### Input for this task
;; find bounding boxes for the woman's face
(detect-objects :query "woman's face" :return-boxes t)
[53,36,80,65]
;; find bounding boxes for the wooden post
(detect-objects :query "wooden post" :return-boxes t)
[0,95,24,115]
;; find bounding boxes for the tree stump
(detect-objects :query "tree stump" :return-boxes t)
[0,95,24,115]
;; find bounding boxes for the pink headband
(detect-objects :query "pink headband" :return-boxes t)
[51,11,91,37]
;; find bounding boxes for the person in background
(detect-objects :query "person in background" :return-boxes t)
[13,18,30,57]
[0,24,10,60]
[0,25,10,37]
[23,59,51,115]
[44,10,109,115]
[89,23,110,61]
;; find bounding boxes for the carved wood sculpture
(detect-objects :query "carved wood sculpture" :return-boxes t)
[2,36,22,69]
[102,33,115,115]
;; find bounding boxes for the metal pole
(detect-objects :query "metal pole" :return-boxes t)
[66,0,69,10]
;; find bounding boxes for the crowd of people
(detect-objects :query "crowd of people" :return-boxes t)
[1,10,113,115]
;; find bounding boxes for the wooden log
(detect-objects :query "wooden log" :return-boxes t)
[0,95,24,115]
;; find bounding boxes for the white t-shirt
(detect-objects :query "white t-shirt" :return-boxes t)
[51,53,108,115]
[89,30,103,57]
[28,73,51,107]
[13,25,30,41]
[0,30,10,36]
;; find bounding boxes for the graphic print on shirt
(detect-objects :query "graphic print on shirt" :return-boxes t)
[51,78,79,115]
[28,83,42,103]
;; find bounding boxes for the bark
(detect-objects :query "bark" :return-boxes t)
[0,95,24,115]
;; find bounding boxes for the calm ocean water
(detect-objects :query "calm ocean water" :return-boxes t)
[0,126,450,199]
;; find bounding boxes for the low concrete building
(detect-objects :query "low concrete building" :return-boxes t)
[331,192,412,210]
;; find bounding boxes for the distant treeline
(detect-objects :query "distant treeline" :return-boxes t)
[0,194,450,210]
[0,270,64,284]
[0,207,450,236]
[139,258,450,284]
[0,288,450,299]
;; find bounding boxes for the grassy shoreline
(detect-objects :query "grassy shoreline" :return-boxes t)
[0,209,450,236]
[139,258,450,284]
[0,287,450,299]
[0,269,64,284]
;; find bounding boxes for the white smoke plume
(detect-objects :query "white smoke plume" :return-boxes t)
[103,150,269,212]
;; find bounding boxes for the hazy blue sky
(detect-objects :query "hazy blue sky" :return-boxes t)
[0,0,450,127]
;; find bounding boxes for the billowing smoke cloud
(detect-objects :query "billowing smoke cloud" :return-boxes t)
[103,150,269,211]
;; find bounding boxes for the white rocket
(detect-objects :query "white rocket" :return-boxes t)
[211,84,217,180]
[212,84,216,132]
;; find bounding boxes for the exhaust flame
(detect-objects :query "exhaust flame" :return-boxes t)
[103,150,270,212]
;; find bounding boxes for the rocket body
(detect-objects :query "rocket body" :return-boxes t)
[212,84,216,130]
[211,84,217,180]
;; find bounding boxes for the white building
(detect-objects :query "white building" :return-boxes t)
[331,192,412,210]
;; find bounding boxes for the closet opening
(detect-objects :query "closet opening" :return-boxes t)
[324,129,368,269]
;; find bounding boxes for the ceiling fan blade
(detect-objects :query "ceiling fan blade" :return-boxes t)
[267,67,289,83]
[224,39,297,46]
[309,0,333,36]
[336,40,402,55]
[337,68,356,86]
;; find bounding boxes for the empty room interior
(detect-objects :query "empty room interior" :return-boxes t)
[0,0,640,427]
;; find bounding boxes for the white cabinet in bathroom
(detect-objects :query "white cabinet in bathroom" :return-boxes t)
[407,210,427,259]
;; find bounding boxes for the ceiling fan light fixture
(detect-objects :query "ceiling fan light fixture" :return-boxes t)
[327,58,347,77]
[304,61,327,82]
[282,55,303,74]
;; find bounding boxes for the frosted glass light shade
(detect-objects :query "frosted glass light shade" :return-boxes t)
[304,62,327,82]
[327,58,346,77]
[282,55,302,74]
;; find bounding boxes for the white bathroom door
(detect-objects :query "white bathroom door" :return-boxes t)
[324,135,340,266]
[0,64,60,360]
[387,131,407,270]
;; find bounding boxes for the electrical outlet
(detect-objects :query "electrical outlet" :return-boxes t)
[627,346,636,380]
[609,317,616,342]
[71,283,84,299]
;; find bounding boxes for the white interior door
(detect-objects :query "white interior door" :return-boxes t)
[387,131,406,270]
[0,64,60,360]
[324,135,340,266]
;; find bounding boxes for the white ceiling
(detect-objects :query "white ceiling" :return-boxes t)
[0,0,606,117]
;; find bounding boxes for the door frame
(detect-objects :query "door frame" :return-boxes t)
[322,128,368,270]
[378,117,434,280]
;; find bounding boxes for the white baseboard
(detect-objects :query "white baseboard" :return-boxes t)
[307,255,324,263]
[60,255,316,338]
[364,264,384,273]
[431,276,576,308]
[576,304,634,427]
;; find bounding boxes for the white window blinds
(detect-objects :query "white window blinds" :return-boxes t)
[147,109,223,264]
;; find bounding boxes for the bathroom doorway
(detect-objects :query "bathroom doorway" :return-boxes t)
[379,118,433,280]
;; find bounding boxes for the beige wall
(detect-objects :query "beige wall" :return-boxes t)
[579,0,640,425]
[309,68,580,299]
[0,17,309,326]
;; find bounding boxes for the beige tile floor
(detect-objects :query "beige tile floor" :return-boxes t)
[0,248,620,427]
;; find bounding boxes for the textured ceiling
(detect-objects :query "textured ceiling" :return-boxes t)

### Your objective
Reproduce everything from the line that contains "the exhaust flame" down to the line that contains "[324,129,368,269]", adding 117 to every bounding-box coordinate while leaving all other lines in the entries as they are.

### Solution
;; find bounding boxes for the exhaust flame
(detect-objects :query "exhaust flame" :return-boxes t)
[220,267,387,329]
;; find bounding boxes for the rocket body
(detect-objects :query "rocket body" :return-boxes t)
[329,201,333,247]
[328,201,334,297]
;; find bounding boxes for the white building
(detect-objects :query "white building" :return-boxes t)
[448,309,529,327]
;; find bounding boxes for the closet opening
(detect-objects :query "closet opening" :return-boxes t)
[441,246,485,386]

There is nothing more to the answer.